PROBLEM REQUIREMENTS: Beginning with the line that has "Consider the photo below." and ending with the line that has "the orange safety", retype the entries below exactly, except for the pictures.

[Referring expression pointing data]

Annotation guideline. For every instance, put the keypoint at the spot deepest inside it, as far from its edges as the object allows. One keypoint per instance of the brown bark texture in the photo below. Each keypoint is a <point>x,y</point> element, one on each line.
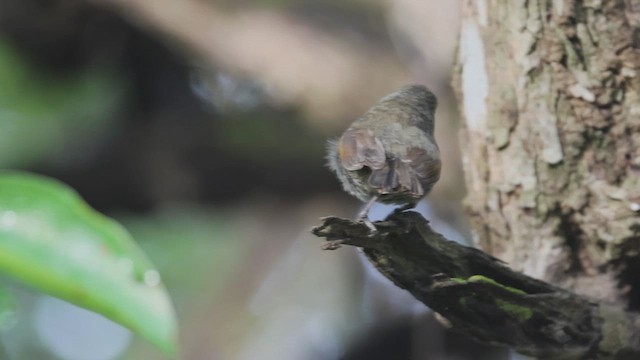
<point>550,92</point>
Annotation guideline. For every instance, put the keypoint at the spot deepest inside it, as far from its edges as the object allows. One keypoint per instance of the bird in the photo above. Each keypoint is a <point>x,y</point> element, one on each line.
<point>389,154</point>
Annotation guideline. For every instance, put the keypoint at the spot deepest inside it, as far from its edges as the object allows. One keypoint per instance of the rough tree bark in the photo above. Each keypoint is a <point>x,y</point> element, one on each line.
<point>550,92</point>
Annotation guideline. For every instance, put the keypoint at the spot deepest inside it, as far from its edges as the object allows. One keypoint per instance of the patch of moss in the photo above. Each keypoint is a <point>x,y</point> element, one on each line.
<point>480,278</point>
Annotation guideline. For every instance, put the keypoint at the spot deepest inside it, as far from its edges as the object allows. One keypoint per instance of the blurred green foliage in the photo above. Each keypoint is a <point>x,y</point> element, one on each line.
<point>39,111</point>
<point>51,240</point>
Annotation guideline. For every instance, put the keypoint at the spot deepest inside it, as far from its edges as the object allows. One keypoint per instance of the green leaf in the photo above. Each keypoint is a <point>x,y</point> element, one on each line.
<point>52,240</point>
<point>8,308</point>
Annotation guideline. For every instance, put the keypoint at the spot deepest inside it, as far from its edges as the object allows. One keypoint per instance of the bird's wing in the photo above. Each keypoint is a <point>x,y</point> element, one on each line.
<point>424,165</point>
<point>358,148</point>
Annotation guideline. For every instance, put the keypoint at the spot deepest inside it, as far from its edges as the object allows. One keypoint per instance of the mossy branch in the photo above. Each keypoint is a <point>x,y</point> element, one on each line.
<point>480,296</point>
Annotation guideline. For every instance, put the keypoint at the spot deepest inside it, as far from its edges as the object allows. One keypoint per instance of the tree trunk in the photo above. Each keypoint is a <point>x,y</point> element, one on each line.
<point>550,94</point>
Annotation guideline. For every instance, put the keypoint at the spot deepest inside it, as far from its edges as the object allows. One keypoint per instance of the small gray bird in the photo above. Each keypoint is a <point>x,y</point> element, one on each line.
<point>389,154</point>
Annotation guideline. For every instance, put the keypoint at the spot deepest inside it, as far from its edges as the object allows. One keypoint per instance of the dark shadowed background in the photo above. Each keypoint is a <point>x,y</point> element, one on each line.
<point>201,126</point>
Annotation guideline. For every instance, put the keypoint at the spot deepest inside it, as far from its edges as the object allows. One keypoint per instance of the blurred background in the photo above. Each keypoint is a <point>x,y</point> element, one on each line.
<point>201,126</point>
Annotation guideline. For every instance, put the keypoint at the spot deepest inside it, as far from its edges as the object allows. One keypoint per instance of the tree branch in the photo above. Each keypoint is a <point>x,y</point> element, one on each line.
<point>482,297</point>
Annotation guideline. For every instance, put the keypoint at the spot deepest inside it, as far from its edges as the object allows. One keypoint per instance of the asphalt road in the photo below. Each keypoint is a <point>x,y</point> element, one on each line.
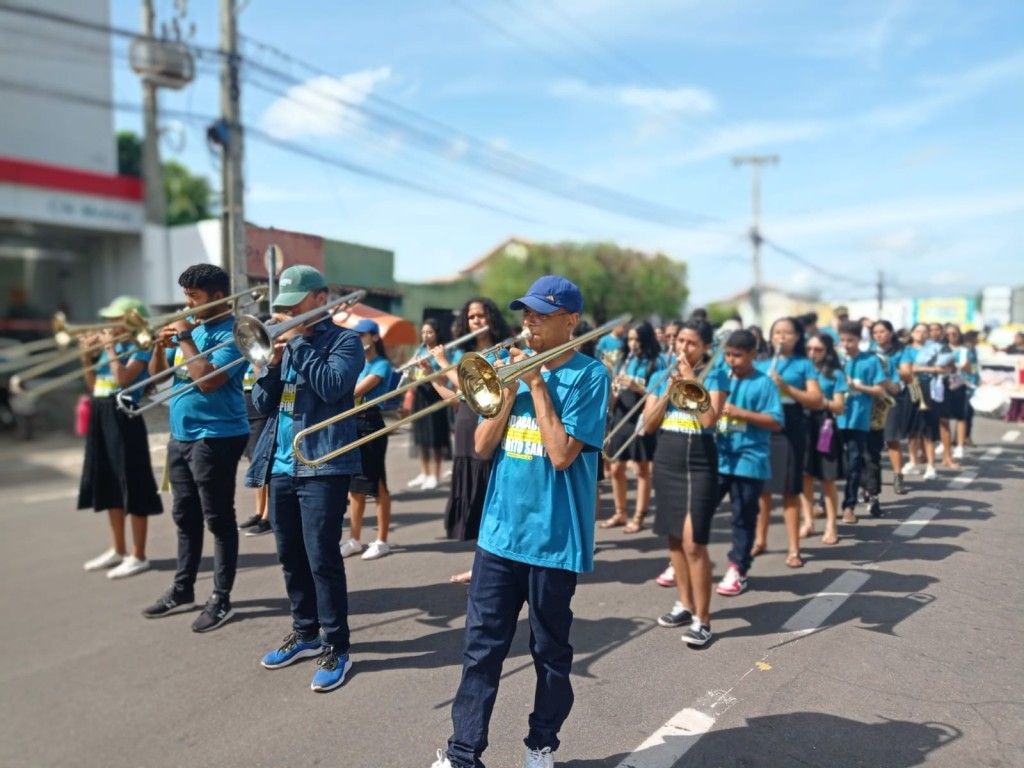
<point>900,646</point>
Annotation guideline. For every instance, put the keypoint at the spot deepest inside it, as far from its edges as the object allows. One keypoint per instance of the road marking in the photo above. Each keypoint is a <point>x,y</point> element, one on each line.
<point>822,605</point>
<point>992,453</point>
<point>912,525</point>
<point>51,496</point>
<point>963,480</point>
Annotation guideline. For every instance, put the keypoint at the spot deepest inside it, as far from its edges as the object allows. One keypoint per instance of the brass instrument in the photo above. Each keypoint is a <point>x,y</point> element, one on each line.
<point>480,384</point>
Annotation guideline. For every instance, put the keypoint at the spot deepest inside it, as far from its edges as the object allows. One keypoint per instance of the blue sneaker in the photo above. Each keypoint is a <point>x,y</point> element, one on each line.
<point>333,669</point>
<point>291,650</point>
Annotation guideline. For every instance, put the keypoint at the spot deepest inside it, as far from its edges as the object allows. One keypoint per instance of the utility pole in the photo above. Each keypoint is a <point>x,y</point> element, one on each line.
<point>153,172</point>
<point>232,216</point>
<point>756,161</point>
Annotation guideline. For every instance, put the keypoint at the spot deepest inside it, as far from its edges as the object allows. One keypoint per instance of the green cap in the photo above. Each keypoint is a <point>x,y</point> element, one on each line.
<point>295,283</point>
<point>122,305</point>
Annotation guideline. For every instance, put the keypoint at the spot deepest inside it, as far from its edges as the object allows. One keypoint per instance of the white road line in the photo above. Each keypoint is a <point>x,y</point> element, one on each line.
<point>963,480</point>
<point>912,525</point>
<point>822,605</point>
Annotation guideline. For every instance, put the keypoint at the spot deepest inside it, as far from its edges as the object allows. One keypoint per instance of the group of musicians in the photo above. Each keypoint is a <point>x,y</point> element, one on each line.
<point>696,415</point>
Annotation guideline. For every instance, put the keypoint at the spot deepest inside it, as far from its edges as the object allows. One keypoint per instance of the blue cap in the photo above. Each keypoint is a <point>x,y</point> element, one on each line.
<point>549,294</point>
<point>367,327</point>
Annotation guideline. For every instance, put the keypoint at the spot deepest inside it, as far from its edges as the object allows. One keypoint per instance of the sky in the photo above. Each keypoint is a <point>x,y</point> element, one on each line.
<point>897,126</point>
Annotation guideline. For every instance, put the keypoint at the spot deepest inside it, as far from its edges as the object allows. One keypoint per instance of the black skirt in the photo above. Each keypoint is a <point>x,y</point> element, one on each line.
<point>685,480</point>
<point>117,472</point>
<point>373,454</point>
<point>642,449</point>
<point>823,466</point>
<point>430,431</point>
<point>787,449</point>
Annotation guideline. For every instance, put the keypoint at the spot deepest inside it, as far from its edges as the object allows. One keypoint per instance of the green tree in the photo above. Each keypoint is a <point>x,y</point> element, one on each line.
<point>613,280</point>
<point>187,196</point>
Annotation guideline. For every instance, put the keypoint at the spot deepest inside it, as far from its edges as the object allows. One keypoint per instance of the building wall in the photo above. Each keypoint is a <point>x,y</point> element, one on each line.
<point>43,53</point>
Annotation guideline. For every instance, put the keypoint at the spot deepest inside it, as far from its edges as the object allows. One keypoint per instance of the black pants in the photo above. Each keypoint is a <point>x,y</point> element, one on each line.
<point>872,462</point>
<point>202,475</point>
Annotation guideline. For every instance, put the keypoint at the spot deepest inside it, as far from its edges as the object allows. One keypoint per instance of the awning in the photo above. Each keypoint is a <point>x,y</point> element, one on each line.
<point>395,331</point>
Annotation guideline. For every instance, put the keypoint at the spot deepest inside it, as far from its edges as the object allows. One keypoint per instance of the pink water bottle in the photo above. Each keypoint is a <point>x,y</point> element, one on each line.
<point>82,412</point>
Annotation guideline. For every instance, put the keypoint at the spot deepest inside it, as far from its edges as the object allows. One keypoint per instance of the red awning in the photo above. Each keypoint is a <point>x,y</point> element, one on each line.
<point>395,331</point>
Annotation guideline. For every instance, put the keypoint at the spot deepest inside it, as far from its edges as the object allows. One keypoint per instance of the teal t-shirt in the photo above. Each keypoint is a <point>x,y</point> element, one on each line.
<point>196,415</point>
<point>743,450</point>
<point>105,385</point>
<point>378,367</point>
<point>688,422</point>
<point>867,369</point>
<point>532,513</point>
<point>794,371</point>
<point>833,384</point>
<point>284,456</point>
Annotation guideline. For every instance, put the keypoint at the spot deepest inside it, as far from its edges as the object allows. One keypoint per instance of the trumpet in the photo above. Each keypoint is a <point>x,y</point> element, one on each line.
<point>480,384</point>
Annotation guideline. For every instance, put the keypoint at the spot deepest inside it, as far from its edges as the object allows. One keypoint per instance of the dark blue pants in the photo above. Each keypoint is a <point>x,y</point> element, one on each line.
<point>855,443</point>
<point>202,474</point>
<point>306,515</point>
<point>497,592</point>
<point>743,495</point>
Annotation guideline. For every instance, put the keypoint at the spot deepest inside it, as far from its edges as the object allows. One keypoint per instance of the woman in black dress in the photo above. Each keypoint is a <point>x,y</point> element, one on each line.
<point>686,479</point>
<point>469,470</point>
<point>431,434</point>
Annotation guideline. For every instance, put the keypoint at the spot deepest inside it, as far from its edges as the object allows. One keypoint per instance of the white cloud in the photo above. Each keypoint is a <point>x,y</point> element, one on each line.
<point>323,105</point>
<point>684,100</point>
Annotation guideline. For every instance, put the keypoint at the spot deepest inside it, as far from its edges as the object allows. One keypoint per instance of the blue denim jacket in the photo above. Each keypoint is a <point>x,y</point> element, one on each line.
<point>327,365</point>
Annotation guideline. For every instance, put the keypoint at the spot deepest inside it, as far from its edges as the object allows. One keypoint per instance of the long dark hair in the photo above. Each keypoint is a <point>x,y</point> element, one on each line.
<point>829,364</point>
<point>499,327</point>
<point>800,348</point>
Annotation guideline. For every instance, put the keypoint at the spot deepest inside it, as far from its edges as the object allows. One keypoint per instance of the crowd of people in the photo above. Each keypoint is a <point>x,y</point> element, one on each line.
<point>799,415</point>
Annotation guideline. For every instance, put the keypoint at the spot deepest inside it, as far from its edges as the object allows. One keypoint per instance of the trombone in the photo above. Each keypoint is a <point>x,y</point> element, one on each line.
<point>685,394</point>
<point>252,337</point>
<point>480,384</point>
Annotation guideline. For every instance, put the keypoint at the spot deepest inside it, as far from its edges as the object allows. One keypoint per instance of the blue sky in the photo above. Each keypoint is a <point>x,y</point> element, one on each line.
<point>898,127</point>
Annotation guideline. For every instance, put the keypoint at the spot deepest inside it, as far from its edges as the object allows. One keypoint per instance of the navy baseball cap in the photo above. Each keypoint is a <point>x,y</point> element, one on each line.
<point>367,327</point>
<point>550,293</point>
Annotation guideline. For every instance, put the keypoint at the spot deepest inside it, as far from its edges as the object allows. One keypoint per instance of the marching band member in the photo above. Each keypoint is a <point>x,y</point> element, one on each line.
<point>538,529</point>
<point>798,385</point>
<point>753,412</point>
<point>864,377</point>
<point>824,446</point>
<point>469,469</point>
<point>430,434</point>
<point>117,474</point>
<point>209,431</point>
<point>643,361</point>
<point>310,378</point>
<point>686,480</point>
<point>375,380</point>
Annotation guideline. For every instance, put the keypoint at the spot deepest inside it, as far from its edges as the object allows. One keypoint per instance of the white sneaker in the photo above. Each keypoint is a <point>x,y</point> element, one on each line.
<point>350,547</point>
<point>107,560</point>
<point>129,566</point>
<point>377,549</point>
<point>538,758</point>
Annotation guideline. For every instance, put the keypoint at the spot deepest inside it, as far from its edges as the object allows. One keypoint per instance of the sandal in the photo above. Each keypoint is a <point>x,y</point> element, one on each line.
<point>635,525</point>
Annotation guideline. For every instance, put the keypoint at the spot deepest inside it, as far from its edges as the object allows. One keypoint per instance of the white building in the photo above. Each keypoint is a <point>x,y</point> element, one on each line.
<point>71,227</point>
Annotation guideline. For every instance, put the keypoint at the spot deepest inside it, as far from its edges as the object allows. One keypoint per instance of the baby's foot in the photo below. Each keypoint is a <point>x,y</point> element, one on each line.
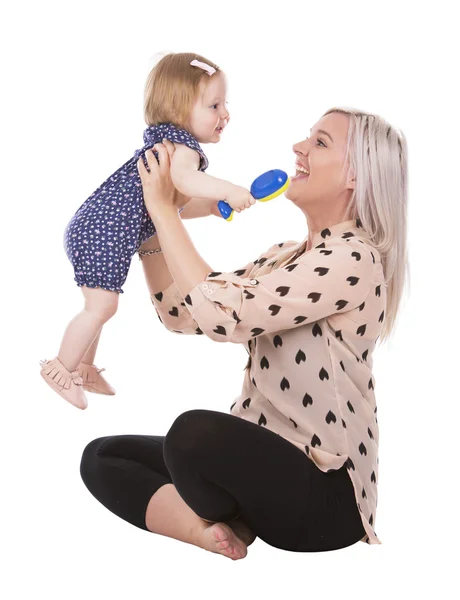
<point>243,531</point>
<point>221,539</point>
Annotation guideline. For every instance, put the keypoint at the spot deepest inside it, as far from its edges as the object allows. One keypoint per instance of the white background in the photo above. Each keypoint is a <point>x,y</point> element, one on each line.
<point>73,76</point>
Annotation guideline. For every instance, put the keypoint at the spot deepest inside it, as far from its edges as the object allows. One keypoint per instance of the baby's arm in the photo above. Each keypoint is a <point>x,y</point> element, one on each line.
<point>192,182</point>
<point>200,207</point>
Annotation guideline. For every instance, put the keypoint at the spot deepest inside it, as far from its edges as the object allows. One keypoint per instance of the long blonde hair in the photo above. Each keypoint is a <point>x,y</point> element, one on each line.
<point>377,155</point>
<point>172,88</point>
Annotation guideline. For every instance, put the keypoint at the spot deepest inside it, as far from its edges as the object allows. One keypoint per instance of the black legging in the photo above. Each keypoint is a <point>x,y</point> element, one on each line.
<point>224,466</point>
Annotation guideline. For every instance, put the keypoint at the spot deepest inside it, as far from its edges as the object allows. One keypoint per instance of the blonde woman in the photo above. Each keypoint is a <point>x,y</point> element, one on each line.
<point>185,102</point>
<point>296,460</point>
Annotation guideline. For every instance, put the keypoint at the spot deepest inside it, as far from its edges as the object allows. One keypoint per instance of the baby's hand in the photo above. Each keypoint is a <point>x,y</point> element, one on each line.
<point>239,198</point>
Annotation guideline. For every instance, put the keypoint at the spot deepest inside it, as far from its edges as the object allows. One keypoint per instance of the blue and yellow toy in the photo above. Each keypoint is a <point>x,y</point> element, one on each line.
<point>267,186</point>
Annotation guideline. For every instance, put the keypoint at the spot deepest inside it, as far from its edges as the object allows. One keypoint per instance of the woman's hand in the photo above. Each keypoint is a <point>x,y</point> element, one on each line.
<point>157,187</point>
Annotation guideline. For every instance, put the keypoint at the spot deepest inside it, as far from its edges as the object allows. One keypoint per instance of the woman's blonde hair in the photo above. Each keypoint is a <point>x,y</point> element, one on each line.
<point>377,155</point>
<point>172,88</point>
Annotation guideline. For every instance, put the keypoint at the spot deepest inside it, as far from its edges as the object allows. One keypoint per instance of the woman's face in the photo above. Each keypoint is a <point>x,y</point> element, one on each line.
<point>322,155</point>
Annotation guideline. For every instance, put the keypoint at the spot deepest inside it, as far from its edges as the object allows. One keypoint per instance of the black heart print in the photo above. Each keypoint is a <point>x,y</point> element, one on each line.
<point>307,399</point>
<point>330,417</point>
<point>284,385</point>
<point>323,374</point>
<point>300,357</point>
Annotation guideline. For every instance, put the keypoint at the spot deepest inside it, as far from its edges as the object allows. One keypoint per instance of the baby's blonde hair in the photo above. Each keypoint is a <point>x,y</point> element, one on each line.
<point>172,88</point>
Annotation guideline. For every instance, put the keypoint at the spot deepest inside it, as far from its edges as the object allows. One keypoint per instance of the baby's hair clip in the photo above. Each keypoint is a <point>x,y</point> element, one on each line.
<point>209,70</point>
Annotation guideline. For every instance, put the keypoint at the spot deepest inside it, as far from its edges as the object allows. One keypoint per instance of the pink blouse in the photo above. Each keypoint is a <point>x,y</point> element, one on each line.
<point>309,321</point>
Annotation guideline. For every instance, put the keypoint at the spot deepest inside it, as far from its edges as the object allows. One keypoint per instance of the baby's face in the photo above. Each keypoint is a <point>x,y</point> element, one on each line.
<point>209,115</point>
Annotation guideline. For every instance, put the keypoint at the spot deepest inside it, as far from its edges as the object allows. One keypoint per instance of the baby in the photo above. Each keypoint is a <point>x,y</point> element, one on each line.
<point>185,102</point>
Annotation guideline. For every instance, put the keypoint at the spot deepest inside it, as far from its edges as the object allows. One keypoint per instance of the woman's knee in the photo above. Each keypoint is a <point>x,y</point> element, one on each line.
<point>90,458</point>
<point>189,430</point>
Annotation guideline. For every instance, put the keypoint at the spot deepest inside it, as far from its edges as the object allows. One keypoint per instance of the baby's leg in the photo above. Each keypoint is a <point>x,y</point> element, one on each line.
<point>91,353</point>
<point>100,306</point>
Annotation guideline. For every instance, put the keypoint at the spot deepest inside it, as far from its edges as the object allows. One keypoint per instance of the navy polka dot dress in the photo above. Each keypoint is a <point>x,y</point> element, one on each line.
<point>110,226</point>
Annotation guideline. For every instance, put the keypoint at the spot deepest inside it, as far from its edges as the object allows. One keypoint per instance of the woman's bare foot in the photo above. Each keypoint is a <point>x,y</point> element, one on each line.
<point>221,539</point>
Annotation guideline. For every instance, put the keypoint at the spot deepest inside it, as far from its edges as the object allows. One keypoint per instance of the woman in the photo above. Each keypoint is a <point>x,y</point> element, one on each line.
<point>295,462</point>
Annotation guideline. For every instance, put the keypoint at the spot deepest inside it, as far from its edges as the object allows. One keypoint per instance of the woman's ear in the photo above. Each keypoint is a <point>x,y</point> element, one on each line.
<point>351,180</point>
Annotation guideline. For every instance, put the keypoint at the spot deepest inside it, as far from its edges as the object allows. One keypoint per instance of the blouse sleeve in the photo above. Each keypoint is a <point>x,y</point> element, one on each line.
<point>172,309</point>
<point>234,308</point>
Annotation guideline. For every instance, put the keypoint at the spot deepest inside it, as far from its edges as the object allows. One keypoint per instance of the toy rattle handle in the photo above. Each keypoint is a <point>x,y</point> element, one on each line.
<point>225,209</point>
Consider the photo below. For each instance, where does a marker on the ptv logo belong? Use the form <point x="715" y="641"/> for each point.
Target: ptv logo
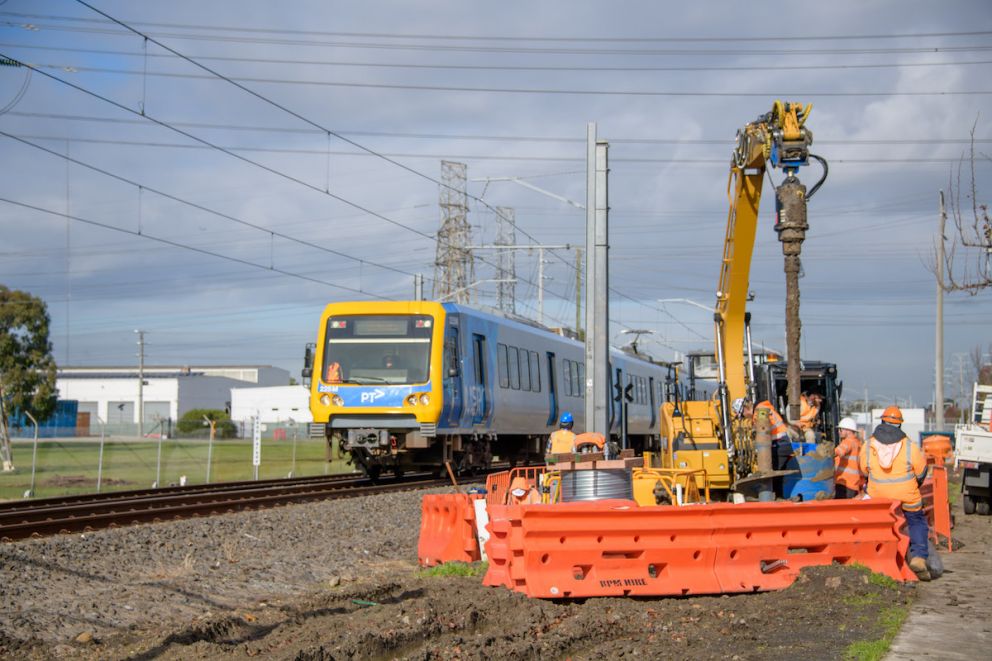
<point x="369" y="396"/>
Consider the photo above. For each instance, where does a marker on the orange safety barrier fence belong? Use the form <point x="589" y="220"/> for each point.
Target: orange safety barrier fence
<point x="936" y="503"/>
<point x="447" y="530"/>
<point x="615" y="548"/>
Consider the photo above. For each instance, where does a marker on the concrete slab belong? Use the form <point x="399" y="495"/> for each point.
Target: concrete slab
<point x="952" y="617"/>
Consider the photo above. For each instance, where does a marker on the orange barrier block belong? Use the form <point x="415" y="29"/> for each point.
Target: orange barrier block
<point x="447" y="530"/>
<point x="616" y="548"/>
<point x="936" y="503"/>
<point x="763" y="546"/>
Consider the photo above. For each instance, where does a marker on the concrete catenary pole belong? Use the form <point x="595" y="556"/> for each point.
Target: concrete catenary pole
<point x="597" y="286"/>
<point x="938" y="399"/>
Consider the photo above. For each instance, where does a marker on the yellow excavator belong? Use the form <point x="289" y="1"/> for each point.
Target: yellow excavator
<point x="701" y="433"/>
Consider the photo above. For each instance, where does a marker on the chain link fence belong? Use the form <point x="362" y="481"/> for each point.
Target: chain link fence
<point x="117" y="457"/>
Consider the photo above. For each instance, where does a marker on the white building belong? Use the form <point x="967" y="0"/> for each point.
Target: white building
<point x="275" y="405"/>
<point x="111" y="394"/>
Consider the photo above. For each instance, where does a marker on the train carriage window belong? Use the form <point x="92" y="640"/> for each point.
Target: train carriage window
<point x="535" y="372"/>
<point x="501" y="367"/>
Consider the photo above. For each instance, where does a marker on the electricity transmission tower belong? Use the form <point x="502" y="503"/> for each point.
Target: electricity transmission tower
<point x="506" y="235"/>
<point x="454" y="270"/>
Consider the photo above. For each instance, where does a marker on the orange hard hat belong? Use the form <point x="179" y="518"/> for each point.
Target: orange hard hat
<point x="892" y="415"/>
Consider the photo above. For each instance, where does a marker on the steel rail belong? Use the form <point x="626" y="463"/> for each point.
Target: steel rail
<point x="51" y="519"/>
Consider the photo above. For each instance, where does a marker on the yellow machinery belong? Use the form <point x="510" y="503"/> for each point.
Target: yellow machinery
<point x="699" y="435"/>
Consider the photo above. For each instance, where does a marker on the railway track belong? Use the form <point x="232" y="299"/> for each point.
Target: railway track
<point x="71" y="514"/>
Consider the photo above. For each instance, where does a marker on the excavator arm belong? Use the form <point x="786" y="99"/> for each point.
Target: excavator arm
<point x="776" y="139"/>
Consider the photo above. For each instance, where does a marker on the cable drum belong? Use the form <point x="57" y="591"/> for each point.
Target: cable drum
<point x="585" y="485"/>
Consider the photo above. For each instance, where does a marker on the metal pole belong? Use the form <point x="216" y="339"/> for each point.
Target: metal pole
<point x="34" y="455"/>
<point x="210" y="446"/>
<point x="939" y="366"/>
<point x="578" y="291"/>
<point x="540" y="286"/>
<point x="601" y="288"/>
<point x="141" y="382"/>
<point x="418" y="286"/>
<point x="158" y="464"/>
<point x="590" y="399"/>
<point x="99" y="468"/>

PROBLEM SOLUTION:
Consider the photo below. For each instance, where does a marker on the ptv logo belong? Use the form <point x="715" y="641"/> for each point.
Target: ptv logo
<point x="369" y="396"/>
Consider the photo above. For each instance, where does a marker on the orange safety barrier fence belong? Use the form <point x="589" y="220"/> for each point.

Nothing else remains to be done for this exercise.